[Extracted data entries]

──────

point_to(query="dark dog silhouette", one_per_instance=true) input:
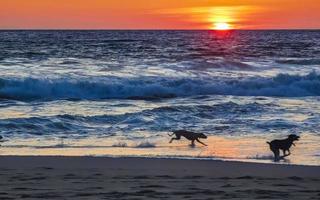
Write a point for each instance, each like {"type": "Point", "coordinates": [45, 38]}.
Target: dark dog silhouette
{"type": "Point", "coordinates": [192, 136]}
{"type": "Point", "coordinates": [284, 145]}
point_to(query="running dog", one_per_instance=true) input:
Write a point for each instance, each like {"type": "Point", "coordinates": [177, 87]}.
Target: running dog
{"type": "Point", "coordinates": [284, 145]}
{"type": "Point", "coordinates": [192, 136]}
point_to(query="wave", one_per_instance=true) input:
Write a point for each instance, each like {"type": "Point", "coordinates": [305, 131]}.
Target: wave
{"type": "Point", "coordinates": [150, 88]}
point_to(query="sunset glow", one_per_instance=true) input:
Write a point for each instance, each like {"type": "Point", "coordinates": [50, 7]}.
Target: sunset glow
{"type": "Point", "coordinates": [221, 26]}
{"type": "Point", "coordinates": [160, 14]}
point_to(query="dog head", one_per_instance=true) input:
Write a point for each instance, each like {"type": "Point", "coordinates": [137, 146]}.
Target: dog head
{"type": "Point", "coordinates": [293, 137]}
{"type": "Point", "coordinates": [201, 135]}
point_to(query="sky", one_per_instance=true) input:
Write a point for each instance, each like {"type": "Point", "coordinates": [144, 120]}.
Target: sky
{"type": "Point", "coordinates": [159, 14]}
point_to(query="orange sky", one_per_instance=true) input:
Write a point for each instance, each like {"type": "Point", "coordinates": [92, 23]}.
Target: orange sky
{"type": "Point", "coordinates": [159, 14]}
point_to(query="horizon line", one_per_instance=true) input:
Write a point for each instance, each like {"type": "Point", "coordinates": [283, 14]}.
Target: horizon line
{"type": "Point", "coordinates": [75, 29]}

──────

## ABOUT THIS TASK
What you return should match the entries word for word, pictures aside.

## RESPONSE BOX
point_to(query="dark dog silhouette", one_per_instance=true) input:
Write a point for each instance, each like {"type": "Point", "coordinates": [45, 38]}.
Target: dark dog silhouette
{"type": "Point", "coordinates": [192, 136]}
{"type": "Point", "coordinates": [284, 145]}
point_to(query="running dog", one_per_instance=true) input:
Write a point for each instance, each like {"type": "Point", "coordinates": [177, 87]}.
Target: running dog
{"type": "Point", "coordinates": [284, 145]}
{"type": "Point", "coordinates": [192, 136]}
point_to(query="wave", one_per_instance=true) input:
Write a point for each instance, each like {"type": "Point", "coordinates": [305, 131]}.
Target: wave
{"type": "Point", "coordinates": [150, 88]}
point_to(query="sunset glow", one_per_instance=true) input:
Write a point for each instance, each like {"type": "Point", "coordinates": [50, 7]}.
Target: sunset glow
{"type": "Point", "coordinates": [221, 26]}
{"type": "Point", "coordinates": [160, 14]}
point_to(query="dog head", one_per_instance=true) input:
Write a point for each instance, each like {"type": "Point", "coordinates": [137, 146]}.
Target: dog head
{"type": "Point", "coordinates": [293, 137]}
{"type": "Point", "coordinates": [201, 135]}
point_to(query="sky", one_per_instance=true) input:
Write a point for each instance, each like {"type": "Point", "coordinates": [144, 120]}.
Target: sky
{"type": "Point", "coordinates": [159, 14]}
point_to(query="orange sky", one_per_instance=true) input:
Write a point for each instance, each like {"type": "Point", "coordinates": [92, 23]}.
Target: orange sky
{"type": "Point", "coordinates": [159, 14]}
point_to(query="horizon line", one_per_instance=true) input:
Write a point for each instance, each like {"type": "Point", "coordinates": [283, 14]}.
Target: horizon line
{"type": "Point", "coordinates": [75, 29]}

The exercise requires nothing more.